■ **Task requirements**:
Copy the listing below word for word, leaving out the picture.

══════════════════════════════

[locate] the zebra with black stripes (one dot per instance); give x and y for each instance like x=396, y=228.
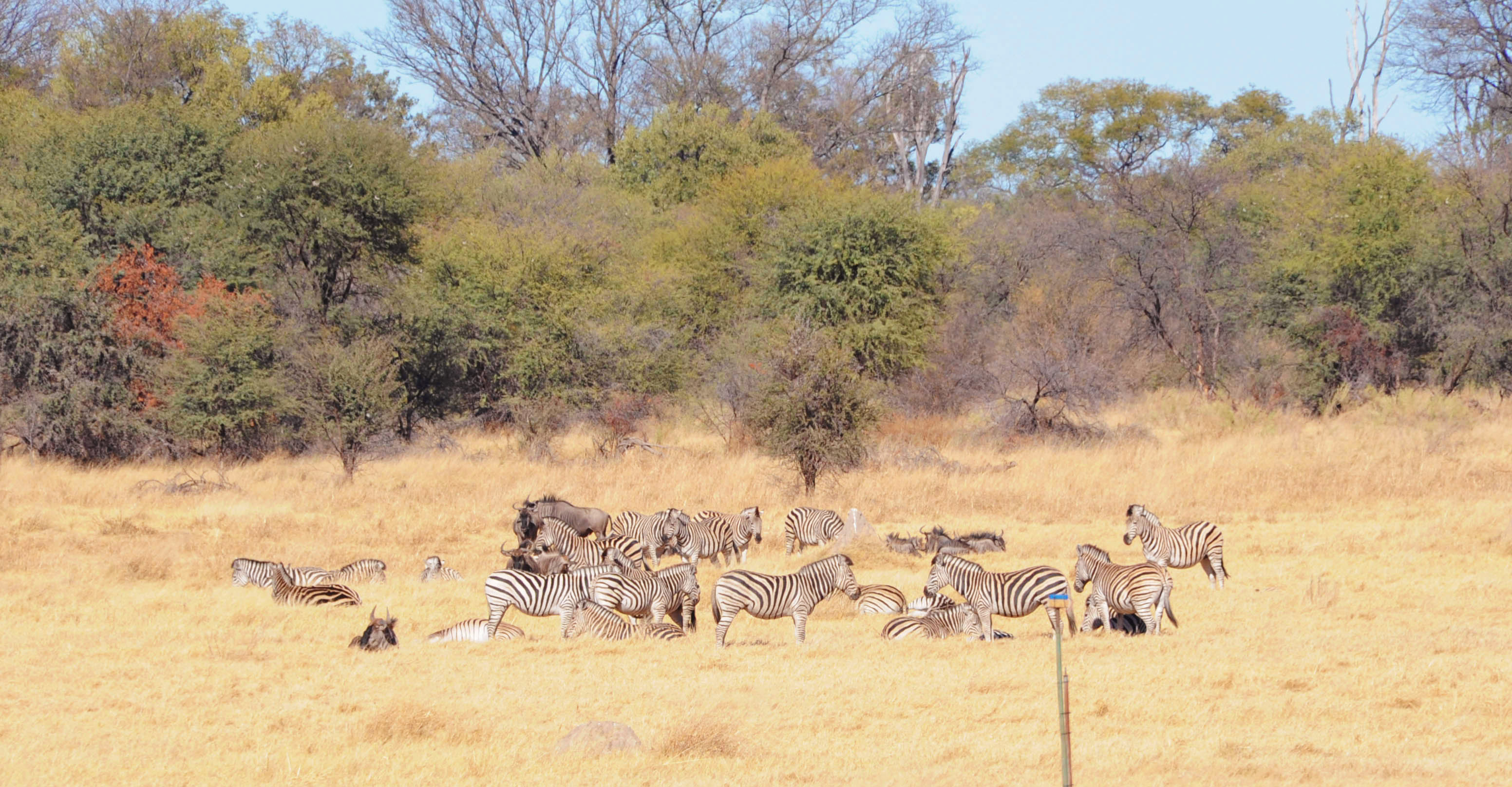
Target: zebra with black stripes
x=784, y=595
x=475, y=630
x=310, y=595
x=262, y=573
x=539, y=595
x=368, y=570
x=436, y=570
x=578, y=550
x=673, y=589
x=881, y=600
x=593, y=619
x=1014, y=594
x=1178, y=548
x=743, y=529
x=1144, y=589
x=810, y=527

══════════════════════════════

■ **Solved problem**:
[locate] the zebra with black stripes (one dot per instance); give x and y for each instance like x=396, y=228.
Target: zebra with black stripes
x=784, y=595
x=475, y=630
x=310, y=595
x=262, y=573
x=539, y=595
x=368, y=570
x=436, y=570
x=578, y=550
x=673, y=589
x=881, y=600
x=593, y=619
x=1014, y=594
x=1178, y=548
x=743, y=529
x=1144, y=589
x=810, y=527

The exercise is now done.